- **AIM OF THE TASK**:
Your reply should be the entries, output word for word, with each picture omitted.

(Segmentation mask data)
════
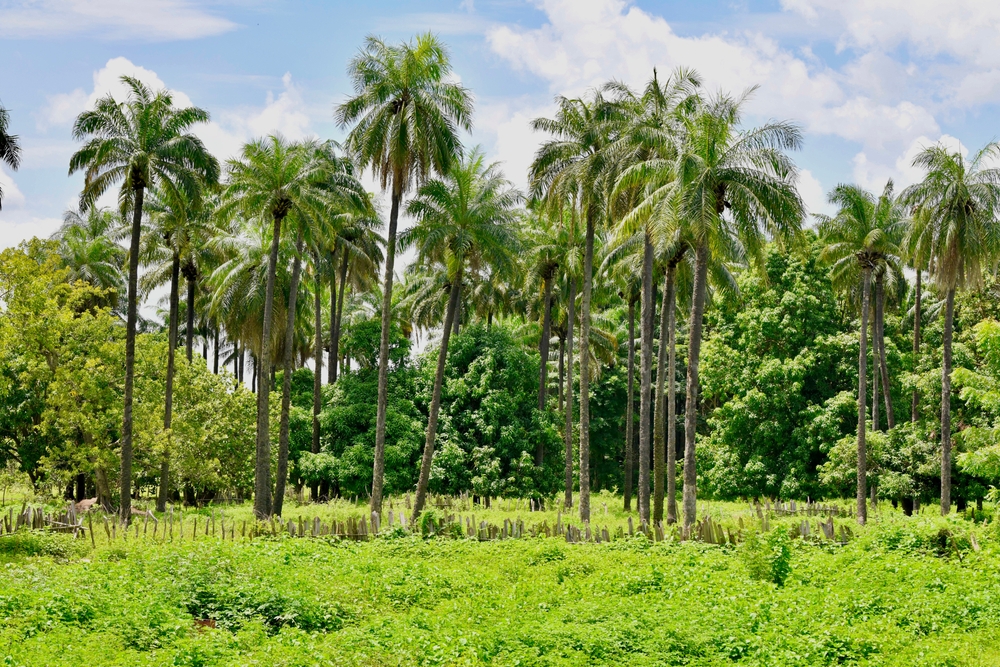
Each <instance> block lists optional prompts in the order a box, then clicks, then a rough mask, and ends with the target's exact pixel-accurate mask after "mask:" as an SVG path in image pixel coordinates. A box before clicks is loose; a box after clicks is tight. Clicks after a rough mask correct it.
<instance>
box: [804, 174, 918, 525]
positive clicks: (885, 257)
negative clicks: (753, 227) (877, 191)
mask: <svg viewBox="0 0 1000 667" xmlns="http://www.w3.org/2000/svg"><path fill="white" fill-rule="evenodd" d="M829 199H830V203H832V204H836V205H837V206H838V207H839V210H838V211H837V214H836V215H835V216H833V217H828V216H817V218H818V219H819V221H820V234H821V237H822V239H823V243H824V248H823V251H822V252H821V253H820V259H822V260H823V261H827V262H830V263H831V265H832V266H831V271H830V277H831V279H832V282H833V284H834V286H836V287H839V288H840V289H844V288H849V289H851V290H853V289H855V288H856V286H857V285H858V283H859V282H860V283H861V308H860V312H861V331H860V333H859V336H860V347H861V349H860V353H859V354H858V473H857V475H858V481H857V510H858V523H860V524H864V523H865V522H866V521H867V519H868V509H867V498H868V487H867V476H868V464H867V444H866V440H865V429H866V421H865V407H866V404H867V400H868V399H867V397H868V394H867V380H868V368H867V363H868V316H869V312H870V310H871V286H872V276H873V274H874V273H875V272H876V271H881V272H884V271H885V270H886V268H887V265H889V264H891V263H894V262H896V261H897V259H898V254H899V241H900V239H901V232H902V231H903V215H902V211H901V209H900V207H899V206H898V204H897V202H896V199H895V198H894V196H893V185H892V181H889V182H888V183H887V184H886V186H885V189H884V190H883V192H882V194H881V196H879V197H878V198H876V197H875V195H873V194H872V193H870V192H868V191H866V190H864V189H863V188H861V187H859V186H857V185H839V186H837V187H836V188H835V189H834V190H833V191H832V192H831V193H830V197H829ZM878 358H879V357H878V348H877V344H876V346H875V354H874V359H875V362H876V363H878ZM876 372H878V370H876ZM875 401H876V402H877V401H878V397H877V396H876V397H875Z"/></svg>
════
- **TASK ANSWER**:
Each <instance> block lists optional prompts in the order a box, then clicks, then a rough mask, and ends with the target's exact pixel-accurate mask after "mask:" as an SVG path in image pixel coordinates. A box before clicks is loose; a box after clicks is tight. Clicks after a rough mask correct it.
<instance>
box: [804, 174, 918, 525]
positive clicks: (885, 257)
negative clicks: (753, 227) (877, 191)
mask: <svg viewBox="0 0 1000 667" xmlns="http://www.w3.org/2000/svg"><path fill="white" fill-rule="evenodd" d="M829 199H830V203H832V204H836V205H837V206H838V207H839V210H838V211H837V214H836V215H835V216H833V217H828V216H817V218H818V219H819V221H820V234H821V237H822V239H823V243H824V248H823V251H822V252H821V253H820V259H822V260H823V261H827V262H830V263H831V265H832V266H831V271H830V277H831V279H832V282H833V284H834V286H836V287H839V288H840V289H844V288H849V289H851V290H853V289H855V288H856V286H857V285H858V283H859V282H860V283H861V308H860V312H861V331H860V333H859V336H860V347H861V349H860V353H859V354H858V473H857V475H858V481H857V510H858V523H860V524H864V523H865V522H866V521H867V519H868V509H867V498H868V487H867V476H868V464H867V444H866V440H865V429H866V421H865V407H866V404H867V400H868V399H867V397H868V394H867V380H868V368H867V363H868V316H869V312H870V310H871V286H872V276H873V274H874V273H875V272H876V271H881V272H884V271H885V270H886V268H887V265H889V264H891V263H894V262H896V261H897V259H898V254H899V241H900V239H901V232H902V231H903V215H902V211H901V209H900V207H899V206H898V204H897V202H896V199H895V198H894V196H893V185H892V181H889V182H888V183H887V184H886V186H885V189H884V190H883V192H882V194H881V196H879V197H878V198H876V197H875V195H873V194H872V193H870V192H868V191H866V190H864V189H863V188H861V187H859V186H857V185H839V186H837V187H836V188H835V189H834V190H833V191H832V192H831V193H830V197H829ZM878 358H879V357H878V348H877V344H876V346H875V354H874V359H875V362H876V363H878ZM876 372H878V370H876ZM875 401H876V402H877V401H878V397H877V396H876V397H875Z"/></svg>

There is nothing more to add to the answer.